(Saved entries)
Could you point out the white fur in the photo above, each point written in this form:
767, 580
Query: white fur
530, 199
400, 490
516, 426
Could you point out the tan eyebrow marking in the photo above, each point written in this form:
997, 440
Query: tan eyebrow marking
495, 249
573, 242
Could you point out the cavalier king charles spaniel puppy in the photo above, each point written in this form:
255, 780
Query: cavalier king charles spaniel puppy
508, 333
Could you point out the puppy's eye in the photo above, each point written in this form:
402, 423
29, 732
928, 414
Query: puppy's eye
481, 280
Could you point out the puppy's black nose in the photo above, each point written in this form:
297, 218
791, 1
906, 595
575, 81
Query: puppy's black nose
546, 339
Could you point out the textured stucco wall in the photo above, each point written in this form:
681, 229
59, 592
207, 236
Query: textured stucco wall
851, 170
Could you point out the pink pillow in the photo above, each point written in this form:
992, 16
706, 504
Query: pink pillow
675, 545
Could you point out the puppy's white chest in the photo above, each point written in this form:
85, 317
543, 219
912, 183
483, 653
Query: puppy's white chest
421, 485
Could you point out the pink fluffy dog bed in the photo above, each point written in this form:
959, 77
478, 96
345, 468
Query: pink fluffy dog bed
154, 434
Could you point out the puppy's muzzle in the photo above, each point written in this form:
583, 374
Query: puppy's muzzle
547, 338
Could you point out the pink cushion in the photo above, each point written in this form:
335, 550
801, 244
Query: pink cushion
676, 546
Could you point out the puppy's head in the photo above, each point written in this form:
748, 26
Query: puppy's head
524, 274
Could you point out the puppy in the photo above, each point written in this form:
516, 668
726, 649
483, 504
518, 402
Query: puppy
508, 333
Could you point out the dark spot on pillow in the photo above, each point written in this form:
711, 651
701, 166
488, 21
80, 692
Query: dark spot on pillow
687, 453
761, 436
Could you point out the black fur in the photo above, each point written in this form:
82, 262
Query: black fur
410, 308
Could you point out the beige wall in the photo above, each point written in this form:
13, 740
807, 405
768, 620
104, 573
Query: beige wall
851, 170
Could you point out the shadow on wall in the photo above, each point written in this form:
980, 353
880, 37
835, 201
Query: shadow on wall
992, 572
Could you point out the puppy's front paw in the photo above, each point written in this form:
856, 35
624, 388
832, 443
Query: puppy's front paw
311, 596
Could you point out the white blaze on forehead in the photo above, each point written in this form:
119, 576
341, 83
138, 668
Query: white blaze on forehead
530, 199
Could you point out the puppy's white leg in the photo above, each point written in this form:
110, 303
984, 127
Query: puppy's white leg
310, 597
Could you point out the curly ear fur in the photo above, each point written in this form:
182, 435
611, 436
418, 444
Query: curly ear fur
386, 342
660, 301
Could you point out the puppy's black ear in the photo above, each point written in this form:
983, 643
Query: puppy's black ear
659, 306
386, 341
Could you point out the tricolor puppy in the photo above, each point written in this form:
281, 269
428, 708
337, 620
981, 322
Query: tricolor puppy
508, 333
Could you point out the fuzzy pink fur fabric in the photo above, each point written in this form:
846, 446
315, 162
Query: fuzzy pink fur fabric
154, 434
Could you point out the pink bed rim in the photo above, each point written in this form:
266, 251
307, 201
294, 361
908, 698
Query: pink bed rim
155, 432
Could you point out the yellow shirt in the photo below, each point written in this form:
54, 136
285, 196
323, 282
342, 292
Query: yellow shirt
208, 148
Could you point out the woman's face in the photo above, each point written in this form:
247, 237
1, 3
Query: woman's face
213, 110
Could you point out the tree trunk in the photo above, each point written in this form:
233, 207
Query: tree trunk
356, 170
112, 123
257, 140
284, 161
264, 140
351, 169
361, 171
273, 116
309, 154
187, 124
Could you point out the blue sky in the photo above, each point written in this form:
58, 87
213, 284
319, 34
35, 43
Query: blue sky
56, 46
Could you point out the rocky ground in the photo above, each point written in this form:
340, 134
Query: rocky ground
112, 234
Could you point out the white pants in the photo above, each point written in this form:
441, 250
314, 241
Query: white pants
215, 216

### AIM OF THE EXERCISE
Arrange the lines from the one containing "Could you point out the woman's" through the last line as a Markdown table with the columns Row and Entry, numbering each row and omitting blank lines.

### ANSWER FOR THE TASK
| Row | Entry |
|---|---|
| 1 | Could you point out the woman's face in the photo above, each point written in this form: |
| 2 | 247, 237 |
| 3 | 1, 3 |
| 4 | Query: woman's face |
| 5 | 213, 110 |
| 6 | Could you point out the tree trunk in the photo above, each point written in this form: |
| 7 | 233, 207 |
| 8 | Query: tree trunk |
| 9 | 356, 170 |
| 10 | 112, 123 |
| 11 | 257, 140 |
| 12 | 284, 161 |
| 13 | 264, 140 |
| 14 | 351, 169 |
| 15 | 361, 171 |
| 16 | 273, 116 |
| 17 | 309, 154 |
| 18 | 187, 124 |
| 19 | Could you point out the blue sky in the photo above, each point written in this form: |
| 20 | 58, 87 |
| 21 | 213, 284 |
| 22 | 319, 34 |
| 23 | 35, 43 |
| 24 | Query: blue sky |
| 25 | 56, 46 |
| 26 | Could you point out the rocky ground in the photo above, each point written in this form: |
| 27 | 340, 134 |
| 28 | Query: rocky ground |
| 29 | 112, 234 |
| 30 | Could you point out the white pants in the photo above, each point written in this form: |
| 31 | 441, 250 |
| 32 | 314, 241 |
| 33 | Query: white pants |
| 34 | 215, 216 |